Extract to read:
Okay. Looks like everyone needs a new topic.

 

Now that we've all seen the poll and the results, etc...I want to know your opinions/etc. on a theory I keep running into in various places on the Internet (and actually something I was curious about when creating this topic)

 

What do you think of this?

 

( For those of you too lazy to click links: )

 

WE'RE ALL BISEXUAL (Taken from STUDENTADVANTAGE.COM written by Kerala Goodkin)

 

Alright, I'm going to propose a theory. A theory about sexuality. Some of you may think it obvious. Others of you may think it bogus. Some may like it. Others, undoubtedly, will not. This can only be expected. So please bear with me. Simply stated, this theory asserts that human sexuality is not fixed into rigid categories of "straight" and "gay;" rather, it's a sliding scale between the two. Thus, the labels "straight" and "gay" as determined and unchanging characteristics are essentially rendered meaningless: the sliding-scale theory posits that everyone out there is essentially and inherently bisexual. We are all part "straight" and part "gay." Some people are obviously a lot more "gay" than "straight" and vice-versa, but everyone is a little of both. Otherwise stated, those who identify as straight can find at least one person of the same gender that they are sexually attracted to, and those who identify as gay could find at least one person of the opposite gender that sexually appeals to them.

Task inputs:
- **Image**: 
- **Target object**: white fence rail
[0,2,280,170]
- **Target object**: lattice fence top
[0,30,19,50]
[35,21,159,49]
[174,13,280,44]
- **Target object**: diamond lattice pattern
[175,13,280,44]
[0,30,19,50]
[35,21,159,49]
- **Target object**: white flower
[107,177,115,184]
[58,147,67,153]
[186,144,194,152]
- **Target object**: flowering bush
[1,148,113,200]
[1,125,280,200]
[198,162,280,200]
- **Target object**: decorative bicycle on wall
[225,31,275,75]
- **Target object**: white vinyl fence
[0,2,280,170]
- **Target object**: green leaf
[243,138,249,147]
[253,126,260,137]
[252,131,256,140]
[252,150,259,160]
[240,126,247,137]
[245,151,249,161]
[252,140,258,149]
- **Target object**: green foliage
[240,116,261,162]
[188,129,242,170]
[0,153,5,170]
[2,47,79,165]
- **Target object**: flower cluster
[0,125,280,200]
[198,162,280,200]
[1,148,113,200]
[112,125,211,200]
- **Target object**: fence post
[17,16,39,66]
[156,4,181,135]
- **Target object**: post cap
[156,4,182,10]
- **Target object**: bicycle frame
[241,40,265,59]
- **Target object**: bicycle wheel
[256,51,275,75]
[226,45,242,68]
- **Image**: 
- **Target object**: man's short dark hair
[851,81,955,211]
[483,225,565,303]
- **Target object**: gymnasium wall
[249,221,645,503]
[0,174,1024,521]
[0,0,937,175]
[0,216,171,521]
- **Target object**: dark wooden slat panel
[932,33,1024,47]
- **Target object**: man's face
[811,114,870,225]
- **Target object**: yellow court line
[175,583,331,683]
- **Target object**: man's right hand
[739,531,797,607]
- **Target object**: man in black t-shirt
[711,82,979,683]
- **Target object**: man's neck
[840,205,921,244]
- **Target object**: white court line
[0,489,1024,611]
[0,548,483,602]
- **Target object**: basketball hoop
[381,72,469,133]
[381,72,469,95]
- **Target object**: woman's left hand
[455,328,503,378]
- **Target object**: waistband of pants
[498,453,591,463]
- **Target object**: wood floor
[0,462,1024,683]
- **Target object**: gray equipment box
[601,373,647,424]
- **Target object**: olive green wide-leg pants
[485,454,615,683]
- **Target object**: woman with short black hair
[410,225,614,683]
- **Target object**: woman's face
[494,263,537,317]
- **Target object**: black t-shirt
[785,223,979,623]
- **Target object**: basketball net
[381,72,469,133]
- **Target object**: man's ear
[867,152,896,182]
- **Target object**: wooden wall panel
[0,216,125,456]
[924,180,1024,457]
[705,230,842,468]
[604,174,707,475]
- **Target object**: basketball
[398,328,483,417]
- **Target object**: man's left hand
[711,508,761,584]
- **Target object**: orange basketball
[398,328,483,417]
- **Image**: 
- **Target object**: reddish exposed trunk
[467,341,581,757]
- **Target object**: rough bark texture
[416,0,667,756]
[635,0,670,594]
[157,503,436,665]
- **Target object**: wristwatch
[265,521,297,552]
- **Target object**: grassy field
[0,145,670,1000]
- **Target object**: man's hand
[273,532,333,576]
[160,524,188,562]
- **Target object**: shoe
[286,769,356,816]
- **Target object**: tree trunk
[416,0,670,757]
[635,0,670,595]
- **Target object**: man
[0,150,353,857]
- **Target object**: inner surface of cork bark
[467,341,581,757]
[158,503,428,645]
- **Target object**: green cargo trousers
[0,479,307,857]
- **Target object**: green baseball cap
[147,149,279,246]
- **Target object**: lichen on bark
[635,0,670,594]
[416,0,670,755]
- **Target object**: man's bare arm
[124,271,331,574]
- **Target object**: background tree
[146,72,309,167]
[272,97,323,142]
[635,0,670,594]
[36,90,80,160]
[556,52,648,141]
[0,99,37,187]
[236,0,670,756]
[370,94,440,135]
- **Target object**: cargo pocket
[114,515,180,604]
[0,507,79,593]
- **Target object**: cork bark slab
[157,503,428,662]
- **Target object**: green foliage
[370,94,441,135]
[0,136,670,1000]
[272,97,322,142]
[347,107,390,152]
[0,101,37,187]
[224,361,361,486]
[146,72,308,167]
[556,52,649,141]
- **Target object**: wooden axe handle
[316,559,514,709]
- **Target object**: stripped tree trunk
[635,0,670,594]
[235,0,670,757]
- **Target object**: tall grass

Required actions:
1. According to the post on sexuality, what does the sliding-scale theory posit about everyone?
2. Reproduce the stretch of the rows from the line containing "- **Target object**: man's bare arm" through the last row, substituting "leafy greenery" for "green foliage" and leaving all else unchanged.
The rows bear no relation to the text.

Answers to the exercise:
1. It posits that everyone is essentially and inherently bisexual.

2.
- **Target object**: man's bare arm
[124,271,331,574]
- **Target object**: background tree
[146,72,309,167]
[272,97,323,142]
[635,0,670,594]
[36,90,80,160]
[556,52,648,141]
[0,99,37,187]
[236,0,670,756]
[370,94,440,135]
- **Target object**: cargo pocket
[114,515,180,604]
[0,507,79,593]
- **Target object**: cork bark slab
[157,503,428,662]
- **Target object**: leafy greenery
[370,94,441,135]
[0,136,670,1000]
[272,97,322,142]
[347,107,390,152]
[0,101,37,187]
[224,361,361,486]
[146,72,308,167]
[556,52,649,141]
- **Target object**: wooden axe handle
[316,559,514,709]
- **Target object**: stripped tree trunk
[635,0,670,594]
[235,0,670,757]
- **Target object**: tall grass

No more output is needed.